■ **Requirements**:
Can you rewrite the items from the very first line through the line containing "x=651 y=465", changing each "photo" to "image" and leaving everything else as it is?

■ **Records for processing**:
--

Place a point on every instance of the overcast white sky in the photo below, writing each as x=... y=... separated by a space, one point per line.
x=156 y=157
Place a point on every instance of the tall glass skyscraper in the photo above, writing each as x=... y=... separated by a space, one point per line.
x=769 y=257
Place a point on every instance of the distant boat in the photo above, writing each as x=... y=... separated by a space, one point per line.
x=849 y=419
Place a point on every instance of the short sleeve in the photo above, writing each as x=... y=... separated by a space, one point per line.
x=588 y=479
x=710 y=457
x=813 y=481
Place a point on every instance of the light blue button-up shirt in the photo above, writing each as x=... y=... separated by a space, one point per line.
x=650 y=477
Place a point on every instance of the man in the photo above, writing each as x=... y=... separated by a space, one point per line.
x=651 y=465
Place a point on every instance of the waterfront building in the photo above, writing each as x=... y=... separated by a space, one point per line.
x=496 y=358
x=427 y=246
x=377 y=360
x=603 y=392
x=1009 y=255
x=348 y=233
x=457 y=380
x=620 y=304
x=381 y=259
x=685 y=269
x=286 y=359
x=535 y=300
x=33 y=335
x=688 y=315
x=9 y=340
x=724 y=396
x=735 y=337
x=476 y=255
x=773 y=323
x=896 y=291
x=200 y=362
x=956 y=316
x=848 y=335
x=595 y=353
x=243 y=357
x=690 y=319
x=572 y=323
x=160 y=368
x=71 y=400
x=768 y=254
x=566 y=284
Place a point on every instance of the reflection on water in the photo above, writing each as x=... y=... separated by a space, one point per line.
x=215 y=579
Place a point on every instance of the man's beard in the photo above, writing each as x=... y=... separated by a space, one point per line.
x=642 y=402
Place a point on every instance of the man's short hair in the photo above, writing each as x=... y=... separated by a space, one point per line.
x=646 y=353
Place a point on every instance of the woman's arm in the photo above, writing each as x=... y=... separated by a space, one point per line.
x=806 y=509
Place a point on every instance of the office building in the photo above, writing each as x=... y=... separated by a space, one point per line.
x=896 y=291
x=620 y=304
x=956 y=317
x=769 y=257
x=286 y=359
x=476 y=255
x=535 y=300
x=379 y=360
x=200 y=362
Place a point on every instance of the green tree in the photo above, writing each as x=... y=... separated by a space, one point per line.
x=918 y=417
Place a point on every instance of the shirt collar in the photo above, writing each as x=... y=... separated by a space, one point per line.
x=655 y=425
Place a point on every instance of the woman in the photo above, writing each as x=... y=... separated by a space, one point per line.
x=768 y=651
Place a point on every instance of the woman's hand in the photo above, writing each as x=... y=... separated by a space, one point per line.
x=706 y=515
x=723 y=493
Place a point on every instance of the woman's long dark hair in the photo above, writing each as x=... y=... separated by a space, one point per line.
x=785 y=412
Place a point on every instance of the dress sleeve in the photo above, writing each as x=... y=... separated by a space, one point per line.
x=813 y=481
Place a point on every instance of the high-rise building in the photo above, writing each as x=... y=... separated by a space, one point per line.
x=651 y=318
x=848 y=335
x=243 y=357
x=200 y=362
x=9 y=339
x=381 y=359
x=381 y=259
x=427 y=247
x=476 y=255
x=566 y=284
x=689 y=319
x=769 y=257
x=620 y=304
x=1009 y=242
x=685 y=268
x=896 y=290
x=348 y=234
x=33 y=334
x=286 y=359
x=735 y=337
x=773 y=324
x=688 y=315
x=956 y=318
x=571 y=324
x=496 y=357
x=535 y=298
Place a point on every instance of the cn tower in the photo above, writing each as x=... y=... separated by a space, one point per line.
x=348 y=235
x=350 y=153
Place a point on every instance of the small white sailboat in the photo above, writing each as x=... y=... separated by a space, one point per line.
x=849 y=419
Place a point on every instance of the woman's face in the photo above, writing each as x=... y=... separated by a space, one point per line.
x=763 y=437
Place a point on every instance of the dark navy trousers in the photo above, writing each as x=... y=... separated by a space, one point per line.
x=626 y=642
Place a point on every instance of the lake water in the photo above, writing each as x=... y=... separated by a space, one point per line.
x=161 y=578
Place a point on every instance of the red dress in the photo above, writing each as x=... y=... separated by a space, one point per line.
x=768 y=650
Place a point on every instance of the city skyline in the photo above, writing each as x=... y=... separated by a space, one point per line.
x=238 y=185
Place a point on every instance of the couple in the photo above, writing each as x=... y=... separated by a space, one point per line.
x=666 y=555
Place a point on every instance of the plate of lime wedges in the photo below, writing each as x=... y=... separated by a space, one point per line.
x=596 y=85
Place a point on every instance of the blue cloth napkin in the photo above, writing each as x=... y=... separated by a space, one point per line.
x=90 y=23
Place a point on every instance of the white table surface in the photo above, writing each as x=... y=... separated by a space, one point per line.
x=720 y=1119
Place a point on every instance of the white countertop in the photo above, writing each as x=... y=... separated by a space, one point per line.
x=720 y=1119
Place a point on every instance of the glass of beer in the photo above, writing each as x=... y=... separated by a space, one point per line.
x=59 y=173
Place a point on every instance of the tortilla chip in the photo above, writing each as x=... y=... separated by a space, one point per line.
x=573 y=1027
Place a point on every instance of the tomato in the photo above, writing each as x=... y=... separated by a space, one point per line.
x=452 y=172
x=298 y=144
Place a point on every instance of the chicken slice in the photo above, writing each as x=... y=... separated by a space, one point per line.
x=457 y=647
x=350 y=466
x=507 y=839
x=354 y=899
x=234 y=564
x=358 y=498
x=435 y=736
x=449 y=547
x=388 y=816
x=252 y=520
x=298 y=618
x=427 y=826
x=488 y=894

--

■ **Answer to the exercise**:
Place a point on every instance of the overcast white sky in the image below, writing each as x=... y=... separated by a space, one point per line.
x=156 y=157
Place a point on every instance of the tall glass skyscraper in the image above, writing each as x=... y=... separated by a space, one point per line.
x=769 y=257
Place a point on every instance of the distant boat in the image above, writing each as x=... y=... separated by a space, one point per line.
x=849 y=419
Place a point on every instance of the short sleeve in the image above, writing each as x=... y=... separated by a space, one point per line.
x=588 y=479
x=710 y=457
x=813 y=481
Place a point on every instance of the light blue button-up shirt in the image above, writing each as x=... y=... separated by a space, one point per line.
x=650 y=477
Place a point on every instance of the man in the image above, writing each as x=... y=... separated by a space, one point per line.
x=651 y=465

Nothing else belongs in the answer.